* START MATERIAL *

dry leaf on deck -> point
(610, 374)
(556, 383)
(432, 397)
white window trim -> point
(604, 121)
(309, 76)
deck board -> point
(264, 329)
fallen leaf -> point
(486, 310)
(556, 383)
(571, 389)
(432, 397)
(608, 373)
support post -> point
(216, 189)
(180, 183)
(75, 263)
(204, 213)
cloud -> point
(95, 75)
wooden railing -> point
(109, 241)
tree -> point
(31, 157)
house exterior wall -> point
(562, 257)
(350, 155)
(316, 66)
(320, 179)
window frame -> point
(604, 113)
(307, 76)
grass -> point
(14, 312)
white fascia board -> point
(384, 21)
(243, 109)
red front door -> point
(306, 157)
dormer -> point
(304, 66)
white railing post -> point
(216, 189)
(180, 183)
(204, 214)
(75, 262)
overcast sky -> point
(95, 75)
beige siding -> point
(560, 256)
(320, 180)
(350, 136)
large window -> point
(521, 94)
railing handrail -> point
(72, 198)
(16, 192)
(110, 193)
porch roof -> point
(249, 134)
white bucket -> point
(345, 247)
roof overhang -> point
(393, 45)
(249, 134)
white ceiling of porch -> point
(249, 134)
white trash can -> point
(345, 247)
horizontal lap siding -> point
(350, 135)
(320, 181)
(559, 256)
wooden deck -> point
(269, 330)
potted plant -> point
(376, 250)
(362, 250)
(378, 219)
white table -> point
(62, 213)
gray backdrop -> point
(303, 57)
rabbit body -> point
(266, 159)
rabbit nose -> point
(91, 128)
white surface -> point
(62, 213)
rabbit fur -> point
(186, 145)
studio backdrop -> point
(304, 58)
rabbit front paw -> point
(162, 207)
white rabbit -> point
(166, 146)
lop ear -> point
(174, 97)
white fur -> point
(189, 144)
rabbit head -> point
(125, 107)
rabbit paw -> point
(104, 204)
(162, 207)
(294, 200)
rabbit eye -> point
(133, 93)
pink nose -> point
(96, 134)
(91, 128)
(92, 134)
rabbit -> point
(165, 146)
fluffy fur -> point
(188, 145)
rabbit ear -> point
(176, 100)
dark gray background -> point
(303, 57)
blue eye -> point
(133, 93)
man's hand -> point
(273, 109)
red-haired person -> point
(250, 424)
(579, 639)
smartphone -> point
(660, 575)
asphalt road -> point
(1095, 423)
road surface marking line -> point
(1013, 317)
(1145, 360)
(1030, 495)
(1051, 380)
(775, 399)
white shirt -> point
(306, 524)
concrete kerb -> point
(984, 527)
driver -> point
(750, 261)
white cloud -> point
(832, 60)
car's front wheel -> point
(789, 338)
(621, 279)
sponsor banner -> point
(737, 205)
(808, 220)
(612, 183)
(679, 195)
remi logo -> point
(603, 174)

* END MATERIAL *

WHAT THE TASK ASKS |
Copy out every entry above word for word, one entry per line, in the same order.

WRITTEN ANSWER |
dry leaf on deck -> point
(610, 374)
(556, 383)
(432, 397)
white window trim -> point
(604, 121)
(309, 76)
deck board -> point
(264, 329)
fallen leaf -> point
(486, 310)
(556, 383)
(571, 389)
(432, 397)
(608, 373)
support post -> point
(216, 189)
(180, 183)
(75, 263)
(204, 213)
cloud -> point
(95, 75)
wooden railing -> point
(109, 241)
tree -> point
(31, 157)
house exterior wall -> point
(562, 257)
(350, 155)
(316, 66)
(320, 179)
window frame -> point
(604, 113)
(307, 76)
grass -> point
(14, 312)
white fascia board -> point
(384, 21)
(243, 109)
red front door -> point
(306, 157)
dormer -> point
(304, 66)
white railing post -> point
(216, 189)
(180, 183)
(204, 214)
(75, 262)
overcast sky -> point
(95, 75)
beige siding -> point
(560, 256)
(320, 180)
(350, 136)
large window -> point
(521, 94)
railing handrail -> point
(72, 198)
(16, 192)
(110, 193)
porch roof -> point
(249, 134)
white bucket -> point
(345, 247)
roof overhang -> point
(393, 45)
(249, 134)
white ceiling of porch -> point
(249, 134)
white trash can -> point
(345, 247)
horizontal lap siding -> point
(350, 135)
(320, 181)
(559, 256)
wooden deck -> point
(269, 330)
potted plant -> point
(376, 250)
(362, 250)
(378, 219)
white table -> point
(62, 213)
gray backdrop -> point
(303, 57)
rabbit body -> point
(266, 159)
rabbit nose -> point
(91, 128)
white surface -> point
(62, 213)
rabbit fur -> point
(186, 145)
studio backdrop -> point
(304, 58)
rabbit front paw -> point
(162, 207)
white rabbit -> point
(166, 146)
lop ear -> point
(174, 97)
white fur -> point
(189, 144)
rabbit head -> point
(125, 107)
rabbit paw -> point
(104, 204)
(162, 207)
(294, 200)
rabbit eye -> point
(133, 93)
pink nose -> point
(96, 134)
(91, 128)
(92, 134)
rabbit -> point
(165, 146)
fluffy fur -> point
(188, 145)
rabbit ear -> point
(176, 100)
dark gray background -> point
(303, 57)
blue eye -> point
(133, 93)
man's hand -> point
(273, 109)
red-haired person -> point
(250, 424)
(579, 639)
smartphone -> point
(660, 575)
asphalt road -> point
(1095, 423)
road surface marking line -> point
(1013, 317)
(1145, 360)
(1030, 495)
(1051, 380)
(775, 399)
white shirt -> point
(306, 524)
concrete kerb -> point
(984, 527)
driver -> point
(750, 261)
white cloud -> point
(832, 60)
car's front wheel -> point
(789, 338)
(621, 279)
sponsor banner -> point
(737, 205)
(808, 220)
(612, 183)
(679, 195)
remi logo -> point
(603, 174)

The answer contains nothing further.